▸ PROBLEM TO WORK ON: Taking the line with "x=433, y=25" as the start, reproduce every line until the records end, exactly and with nothing added.

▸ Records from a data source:

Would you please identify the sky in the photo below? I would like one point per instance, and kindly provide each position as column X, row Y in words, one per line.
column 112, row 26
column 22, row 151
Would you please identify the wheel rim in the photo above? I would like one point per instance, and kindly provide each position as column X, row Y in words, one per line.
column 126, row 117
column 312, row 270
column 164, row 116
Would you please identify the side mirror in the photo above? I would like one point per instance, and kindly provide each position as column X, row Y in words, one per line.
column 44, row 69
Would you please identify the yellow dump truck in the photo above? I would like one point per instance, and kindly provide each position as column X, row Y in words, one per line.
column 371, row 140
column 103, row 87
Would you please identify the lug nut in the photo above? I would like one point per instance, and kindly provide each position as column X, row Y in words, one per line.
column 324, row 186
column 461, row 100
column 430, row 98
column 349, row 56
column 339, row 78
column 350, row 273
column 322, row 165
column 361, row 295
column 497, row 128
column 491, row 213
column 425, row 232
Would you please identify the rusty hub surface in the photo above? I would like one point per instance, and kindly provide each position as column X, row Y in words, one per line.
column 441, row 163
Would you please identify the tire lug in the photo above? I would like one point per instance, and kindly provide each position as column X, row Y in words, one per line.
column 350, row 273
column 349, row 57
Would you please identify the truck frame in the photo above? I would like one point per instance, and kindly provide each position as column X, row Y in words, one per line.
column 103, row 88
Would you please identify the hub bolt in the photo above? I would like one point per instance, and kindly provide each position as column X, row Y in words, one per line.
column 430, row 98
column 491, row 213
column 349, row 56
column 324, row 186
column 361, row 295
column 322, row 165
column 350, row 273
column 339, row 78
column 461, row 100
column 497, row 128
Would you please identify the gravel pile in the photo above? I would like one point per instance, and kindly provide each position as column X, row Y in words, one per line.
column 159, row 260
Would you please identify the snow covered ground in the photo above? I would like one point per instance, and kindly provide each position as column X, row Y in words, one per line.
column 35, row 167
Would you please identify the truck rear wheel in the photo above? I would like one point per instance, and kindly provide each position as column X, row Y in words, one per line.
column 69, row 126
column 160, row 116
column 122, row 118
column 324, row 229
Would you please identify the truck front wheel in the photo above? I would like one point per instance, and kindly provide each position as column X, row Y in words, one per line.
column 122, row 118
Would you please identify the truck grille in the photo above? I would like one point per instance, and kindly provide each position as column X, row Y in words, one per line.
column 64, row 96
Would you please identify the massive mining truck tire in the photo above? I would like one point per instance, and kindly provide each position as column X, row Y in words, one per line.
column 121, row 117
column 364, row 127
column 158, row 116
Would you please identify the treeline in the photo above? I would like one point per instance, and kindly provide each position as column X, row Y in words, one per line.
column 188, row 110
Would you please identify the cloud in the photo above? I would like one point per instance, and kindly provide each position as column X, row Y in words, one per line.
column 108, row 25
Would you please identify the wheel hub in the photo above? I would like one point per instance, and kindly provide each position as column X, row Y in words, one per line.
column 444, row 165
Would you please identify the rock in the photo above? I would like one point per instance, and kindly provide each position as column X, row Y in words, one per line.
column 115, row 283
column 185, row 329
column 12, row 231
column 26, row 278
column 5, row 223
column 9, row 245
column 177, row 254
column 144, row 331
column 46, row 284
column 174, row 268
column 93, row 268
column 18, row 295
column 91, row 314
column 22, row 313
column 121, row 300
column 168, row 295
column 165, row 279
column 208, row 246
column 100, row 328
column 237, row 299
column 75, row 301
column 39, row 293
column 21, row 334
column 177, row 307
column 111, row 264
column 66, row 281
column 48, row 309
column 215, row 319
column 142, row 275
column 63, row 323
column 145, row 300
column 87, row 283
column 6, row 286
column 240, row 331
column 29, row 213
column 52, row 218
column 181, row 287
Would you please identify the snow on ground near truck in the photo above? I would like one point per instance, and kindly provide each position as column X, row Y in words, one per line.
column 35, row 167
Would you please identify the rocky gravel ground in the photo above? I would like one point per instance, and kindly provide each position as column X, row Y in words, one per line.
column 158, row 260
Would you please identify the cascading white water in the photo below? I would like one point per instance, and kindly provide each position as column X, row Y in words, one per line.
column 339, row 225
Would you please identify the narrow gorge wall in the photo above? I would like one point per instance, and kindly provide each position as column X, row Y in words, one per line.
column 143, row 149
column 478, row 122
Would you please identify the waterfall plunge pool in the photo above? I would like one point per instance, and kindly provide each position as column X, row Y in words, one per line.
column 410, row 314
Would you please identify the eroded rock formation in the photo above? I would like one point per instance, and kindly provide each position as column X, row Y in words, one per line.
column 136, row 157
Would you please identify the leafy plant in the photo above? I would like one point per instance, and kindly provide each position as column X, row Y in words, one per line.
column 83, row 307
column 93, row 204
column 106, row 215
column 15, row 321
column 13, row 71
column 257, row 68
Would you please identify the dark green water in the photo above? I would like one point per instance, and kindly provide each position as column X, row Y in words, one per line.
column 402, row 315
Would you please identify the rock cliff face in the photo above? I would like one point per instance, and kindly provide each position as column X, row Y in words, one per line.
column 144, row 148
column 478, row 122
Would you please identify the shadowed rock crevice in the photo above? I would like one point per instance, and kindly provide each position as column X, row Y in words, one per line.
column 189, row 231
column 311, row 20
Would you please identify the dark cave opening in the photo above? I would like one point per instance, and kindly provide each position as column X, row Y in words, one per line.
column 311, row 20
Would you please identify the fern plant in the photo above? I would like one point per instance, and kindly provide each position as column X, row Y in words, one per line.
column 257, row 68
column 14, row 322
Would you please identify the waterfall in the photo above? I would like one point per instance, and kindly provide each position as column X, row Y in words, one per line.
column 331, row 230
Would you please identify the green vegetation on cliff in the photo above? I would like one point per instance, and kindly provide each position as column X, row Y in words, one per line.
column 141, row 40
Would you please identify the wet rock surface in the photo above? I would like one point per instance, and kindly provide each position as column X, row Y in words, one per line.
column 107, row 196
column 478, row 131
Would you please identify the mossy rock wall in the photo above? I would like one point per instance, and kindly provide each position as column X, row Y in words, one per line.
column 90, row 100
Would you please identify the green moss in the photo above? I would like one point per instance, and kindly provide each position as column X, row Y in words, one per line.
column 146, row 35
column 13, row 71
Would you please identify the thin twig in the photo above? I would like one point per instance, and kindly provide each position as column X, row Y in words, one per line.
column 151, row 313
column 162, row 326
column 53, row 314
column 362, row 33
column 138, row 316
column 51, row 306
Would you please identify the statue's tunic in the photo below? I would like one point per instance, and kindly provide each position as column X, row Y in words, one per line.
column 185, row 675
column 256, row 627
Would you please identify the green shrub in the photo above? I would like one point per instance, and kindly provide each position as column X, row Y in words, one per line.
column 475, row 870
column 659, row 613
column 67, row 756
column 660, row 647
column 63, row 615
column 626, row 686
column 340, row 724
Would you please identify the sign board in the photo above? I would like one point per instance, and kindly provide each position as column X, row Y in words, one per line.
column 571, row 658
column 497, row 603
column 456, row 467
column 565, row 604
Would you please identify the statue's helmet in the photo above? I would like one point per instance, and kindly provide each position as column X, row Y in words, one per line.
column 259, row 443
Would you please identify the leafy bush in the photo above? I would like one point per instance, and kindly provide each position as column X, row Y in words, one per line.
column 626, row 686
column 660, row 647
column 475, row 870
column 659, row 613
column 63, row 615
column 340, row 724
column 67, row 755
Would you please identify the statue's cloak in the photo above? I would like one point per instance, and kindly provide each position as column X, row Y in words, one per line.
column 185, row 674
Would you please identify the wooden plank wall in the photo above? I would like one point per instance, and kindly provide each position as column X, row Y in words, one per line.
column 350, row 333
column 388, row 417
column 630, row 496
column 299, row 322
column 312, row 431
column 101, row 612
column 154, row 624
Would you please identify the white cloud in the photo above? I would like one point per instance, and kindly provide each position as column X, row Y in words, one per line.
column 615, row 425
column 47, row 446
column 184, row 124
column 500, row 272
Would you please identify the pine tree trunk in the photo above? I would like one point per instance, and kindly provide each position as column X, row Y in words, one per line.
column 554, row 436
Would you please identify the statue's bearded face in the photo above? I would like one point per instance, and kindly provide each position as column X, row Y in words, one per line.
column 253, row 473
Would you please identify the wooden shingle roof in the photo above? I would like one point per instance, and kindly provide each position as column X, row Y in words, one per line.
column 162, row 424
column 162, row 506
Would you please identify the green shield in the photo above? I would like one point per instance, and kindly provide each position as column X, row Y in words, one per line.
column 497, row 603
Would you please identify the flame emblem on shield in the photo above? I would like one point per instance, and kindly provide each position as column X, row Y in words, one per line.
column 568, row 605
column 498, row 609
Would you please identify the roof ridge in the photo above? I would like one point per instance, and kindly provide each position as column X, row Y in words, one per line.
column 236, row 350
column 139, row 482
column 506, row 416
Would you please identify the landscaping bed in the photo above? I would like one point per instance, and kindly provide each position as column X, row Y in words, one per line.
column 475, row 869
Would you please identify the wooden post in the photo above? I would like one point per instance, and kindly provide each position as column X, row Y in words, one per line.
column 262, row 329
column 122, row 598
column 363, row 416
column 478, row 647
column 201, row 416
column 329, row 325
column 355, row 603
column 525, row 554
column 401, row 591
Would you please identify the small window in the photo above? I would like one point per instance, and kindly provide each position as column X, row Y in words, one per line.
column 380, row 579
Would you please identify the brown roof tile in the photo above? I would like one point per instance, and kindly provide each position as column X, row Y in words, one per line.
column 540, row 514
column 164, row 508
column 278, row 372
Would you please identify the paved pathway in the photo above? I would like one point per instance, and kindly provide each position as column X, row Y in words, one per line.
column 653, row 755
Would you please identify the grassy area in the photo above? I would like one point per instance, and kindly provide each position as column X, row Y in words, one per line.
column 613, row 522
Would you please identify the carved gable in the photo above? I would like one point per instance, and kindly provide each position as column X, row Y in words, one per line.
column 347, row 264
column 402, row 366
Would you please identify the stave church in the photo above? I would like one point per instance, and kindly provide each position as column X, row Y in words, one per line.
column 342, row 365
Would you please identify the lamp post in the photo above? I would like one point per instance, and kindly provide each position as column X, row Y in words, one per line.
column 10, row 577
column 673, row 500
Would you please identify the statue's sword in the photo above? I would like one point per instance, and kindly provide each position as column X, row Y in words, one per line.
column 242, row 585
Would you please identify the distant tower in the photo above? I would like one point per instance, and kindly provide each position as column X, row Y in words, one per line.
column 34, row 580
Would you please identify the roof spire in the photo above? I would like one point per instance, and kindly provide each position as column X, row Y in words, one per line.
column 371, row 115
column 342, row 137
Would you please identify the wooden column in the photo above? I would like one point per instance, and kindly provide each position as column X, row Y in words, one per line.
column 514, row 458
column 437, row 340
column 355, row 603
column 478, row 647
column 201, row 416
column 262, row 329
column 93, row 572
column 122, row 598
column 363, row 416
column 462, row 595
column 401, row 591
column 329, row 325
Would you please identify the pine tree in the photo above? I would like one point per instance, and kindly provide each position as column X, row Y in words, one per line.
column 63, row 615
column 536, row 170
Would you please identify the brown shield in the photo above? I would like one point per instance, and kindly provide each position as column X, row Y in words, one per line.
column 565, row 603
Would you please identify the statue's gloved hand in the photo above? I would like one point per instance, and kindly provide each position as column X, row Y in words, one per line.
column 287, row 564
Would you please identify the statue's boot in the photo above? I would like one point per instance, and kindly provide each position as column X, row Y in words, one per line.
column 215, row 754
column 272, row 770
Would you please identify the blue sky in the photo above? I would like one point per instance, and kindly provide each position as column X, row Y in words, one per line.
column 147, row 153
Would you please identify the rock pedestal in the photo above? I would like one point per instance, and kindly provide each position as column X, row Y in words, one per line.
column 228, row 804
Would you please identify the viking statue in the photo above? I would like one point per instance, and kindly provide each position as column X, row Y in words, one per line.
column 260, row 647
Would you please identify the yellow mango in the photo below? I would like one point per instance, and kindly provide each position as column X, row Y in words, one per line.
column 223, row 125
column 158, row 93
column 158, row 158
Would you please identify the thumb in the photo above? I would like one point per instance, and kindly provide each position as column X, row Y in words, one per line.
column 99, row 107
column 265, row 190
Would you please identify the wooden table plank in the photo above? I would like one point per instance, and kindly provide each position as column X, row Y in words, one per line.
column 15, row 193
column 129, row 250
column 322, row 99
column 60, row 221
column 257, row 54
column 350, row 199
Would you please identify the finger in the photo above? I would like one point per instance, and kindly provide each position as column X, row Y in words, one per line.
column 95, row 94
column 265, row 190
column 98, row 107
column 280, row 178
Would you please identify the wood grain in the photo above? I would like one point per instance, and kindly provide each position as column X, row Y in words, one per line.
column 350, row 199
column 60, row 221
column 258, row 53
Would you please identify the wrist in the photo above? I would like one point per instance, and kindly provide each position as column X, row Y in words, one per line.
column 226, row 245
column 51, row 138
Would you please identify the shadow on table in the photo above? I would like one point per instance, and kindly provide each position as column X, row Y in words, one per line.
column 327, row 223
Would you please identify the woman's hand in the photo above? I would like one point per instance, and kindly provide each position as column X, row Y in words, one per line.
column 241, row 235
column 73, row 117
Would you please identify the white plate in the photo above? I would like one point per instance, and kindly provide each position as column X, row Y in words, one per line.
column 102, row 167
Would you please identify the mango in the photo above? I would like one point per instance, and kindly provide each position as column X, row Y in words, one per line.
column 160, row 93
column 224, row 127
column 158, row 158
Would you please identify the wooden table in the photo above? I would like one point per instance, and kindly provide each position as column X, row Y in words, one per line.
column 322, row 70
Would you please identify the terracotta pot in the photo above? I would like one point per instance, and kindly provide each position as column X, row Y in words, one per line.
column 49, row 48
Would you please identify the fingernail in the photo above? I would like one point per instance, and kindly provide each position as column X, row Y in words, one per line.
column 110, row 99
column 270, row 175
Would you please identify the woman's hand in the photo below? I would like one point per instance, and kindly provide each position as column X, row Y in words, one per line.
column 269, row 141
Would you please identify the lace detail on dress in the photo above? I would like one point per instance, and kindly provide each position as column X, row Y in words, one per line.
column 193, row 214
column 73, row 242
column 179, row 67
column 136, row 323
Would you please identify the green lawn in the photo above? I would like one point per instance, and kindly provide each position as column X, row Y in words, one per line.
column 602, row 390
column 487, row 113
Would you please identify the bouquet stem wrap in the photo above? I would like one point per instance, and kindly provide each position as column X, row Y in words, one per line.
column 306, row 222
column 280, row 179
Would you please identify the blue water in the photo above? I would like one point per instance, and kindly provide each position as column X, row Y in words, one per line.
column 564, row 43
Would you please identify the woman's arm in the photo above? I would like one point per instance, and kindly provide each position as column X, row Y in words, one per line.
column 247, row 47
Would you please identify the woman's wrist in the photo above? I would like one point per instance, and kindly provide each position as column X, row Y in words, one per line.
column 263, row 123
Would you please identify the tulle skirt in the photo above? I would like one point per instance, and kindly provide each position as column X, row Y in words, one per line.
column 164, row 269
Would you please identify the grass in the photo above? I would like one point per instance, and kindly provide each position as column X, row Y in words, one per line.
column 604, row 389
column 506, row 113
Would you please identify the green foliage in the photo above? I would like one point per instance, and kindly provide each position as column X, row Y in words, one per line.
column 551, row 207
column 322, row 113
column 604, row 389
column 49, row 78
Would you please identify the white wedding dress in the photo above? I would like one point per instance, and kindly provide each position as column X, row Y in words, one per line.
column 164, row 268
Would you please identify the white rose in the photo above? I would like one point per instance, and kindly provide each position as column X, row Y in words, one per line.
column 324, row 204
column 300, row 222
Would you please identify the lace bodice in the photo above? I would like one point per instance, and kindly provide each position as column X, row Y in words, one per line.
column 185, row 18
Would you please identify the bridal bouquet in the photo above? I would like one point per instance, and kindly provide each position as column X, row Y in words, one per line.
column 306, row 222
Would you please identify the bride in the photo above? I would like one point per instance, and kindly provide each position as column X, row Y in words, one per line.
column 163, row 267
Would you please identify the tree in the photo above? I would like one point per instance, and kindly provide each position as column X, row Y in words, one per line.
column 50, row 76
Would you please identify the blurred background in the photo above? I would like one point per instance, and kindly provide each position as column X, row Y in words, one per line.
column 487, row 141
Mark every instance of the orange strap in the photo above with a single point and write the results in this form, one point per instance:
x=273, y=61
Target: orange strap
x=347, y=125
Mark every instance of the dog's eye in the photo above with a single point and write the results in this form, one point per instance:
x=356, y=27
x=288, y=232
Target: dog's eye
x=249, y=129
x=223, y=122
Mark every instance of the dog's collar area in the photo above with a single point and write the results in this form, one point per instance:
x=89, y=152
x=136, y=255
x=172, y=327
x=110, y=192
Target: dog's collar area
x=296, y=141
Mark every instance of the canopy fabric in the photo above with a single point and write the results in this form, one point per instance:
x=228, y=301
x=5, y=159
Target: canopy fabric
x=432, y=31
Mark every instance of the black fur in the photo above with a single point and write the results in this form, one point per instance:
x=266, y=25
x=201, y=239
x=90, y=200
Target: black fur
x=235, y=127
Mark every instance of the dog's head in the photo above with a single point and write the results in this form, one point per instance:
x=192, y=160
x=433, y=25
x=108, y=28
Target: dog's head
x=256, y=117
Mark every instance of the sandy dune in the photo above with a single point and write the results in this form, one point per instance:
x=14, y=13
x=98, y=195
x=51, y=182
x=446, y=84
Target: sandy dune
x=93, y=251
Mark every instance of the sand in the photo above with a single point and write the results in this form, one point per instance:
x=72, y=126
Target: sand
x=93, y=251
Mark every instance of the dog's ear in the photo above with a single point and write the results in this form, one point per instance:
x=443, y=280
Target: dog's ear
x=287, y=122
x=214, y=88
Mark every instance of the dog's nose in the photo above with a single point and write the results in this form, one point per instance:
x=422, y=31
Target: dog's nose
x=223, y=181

▸ SOLUTION TO THE EXERCISE:
x=433, y=25
x=108, y=28
Target: dog's head
x=256, y=117
Mark every instance of the sandy dune in the photo above with a single point and write the results in this form, one point per instance:
x=14, y=13
x=98, y=195
x=51, y=182
x=446, y=84
Target: sandy dune
x=93, y=251
Mark every instance of the sand in the photo above with a single point and write the results in this form, one point per instance:
x=72, y=126
Target: sand
x=93, y=251
Mark every instance of the dog's ear in the photo above with a single point and write the results in this form, one point per instance:
x=443, y=280
Target: dog's ear
x=287, y=122
x=214, y=88
Mark every instance of the dog's nose in the photo above with a single point and write the results in this form, one point per instance:
x=422, y=31
Target: dog's nose
x=223, y=181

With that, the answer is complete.